▶ _Aufgabe 1_
Wie viel Kerosin verbrauchten deutsche Flugzeuge laut dem Lesetext im Jahr 1990 durchschnittlich je Passagier auf 100 Kilometer?
▶ _Aufgabe 2_
Erklären Sie anhand des Lesetextes, warum der Airbus A350 deutlich weniger Treibstoff verbraucht als seine Vorgänger.

══ Lesetext

Das Super-Öl

Ein Münchner Algenforscher stellt aus Algen ein Öl her, das als Rohstofflieferant eine Schlüsselrolle spielen kann. Die Produkte ­daraus sind zu nicht weniger geeignet, als die Welt zu retten

Eine Kohlenstofffaser ist ungeheuer fein, gut sechsmal dünner als ein Haar. Betrachtet man beides nebenein­ander unter dem Mikroskop, sieht es aus, als habe man ein Stromkabel neben ein Regenrohr gelegt. Doch obwohl Kohlenstofffasern so zart sind, sind sie stark. Sie sind das Material, aus dem man Carbonbauteile herstellt – Fahrradrahmen, Autokarosserien oder Rümpfe von Flugzeugen. Carbonbauteile verbiegen sich kaum und halten große Zugkräfte aus. Vor allem aber sind sie leicht. Sie wiegen nur halb so viel wie Stahl und sind um ein Drittel leichter als Aluminium. Ein solches Bauteil entsteht, indem man die Carbonfasern in mehreren Lagen übereinanderschichtet und mit einem Kunststoffharz tränkt, das langsam aushärtet. Experten sprechen von Carbonfaser-verstärktem Kunststoff, CFK. 

Viele Unternehmen verbauen den leichten und strapazierfähigen CFK heute in ihren Produkten. Der Airbus A350 besteht bereits zur Hälfte aus solchen Komponenten und verbraucht dank des geringeren Gewichts deutlich weniger Treibstoff als seine Vorgänger. Dass deutsche Fluggesellschaften den Verbrauch in den vergangenen 30 Jahren fast halbieren konnten, liegt zu einem guten Teil am leichten Carbon. 1990 verbrauchten die deutschen Flugzeuge im Schnitt auf 100 Kilometer gut sechs Liter Kerosin je Passagier. Heute sind es etwa dreieinhalb.

════
══ Ausgelesene Einträge

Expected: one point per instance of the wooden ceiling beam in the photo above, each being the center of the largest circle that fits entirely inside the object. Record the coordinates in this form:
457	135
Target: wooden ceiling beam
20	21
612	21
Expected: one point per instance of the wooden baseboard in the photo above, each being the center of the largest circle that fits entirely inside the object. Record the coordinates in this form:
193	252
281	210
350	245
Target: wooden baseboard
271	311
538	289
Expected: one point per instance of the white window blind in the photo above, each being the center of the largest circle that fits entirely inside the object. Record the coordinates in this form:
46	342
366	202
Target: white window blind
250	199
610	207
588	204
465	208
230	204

════

▶ _Antwort 1_
Gut sechs Liter.

▶ _Antwort 2_
Der Airbus A350 besteht bereits zur Hälfte aus Bauteilen aus carbonfaserverstärktem Kunststoff. Dadurch ist er leichter, und dank des geringeren Gewichts verbraucht er deutlich weniger Treibstoff.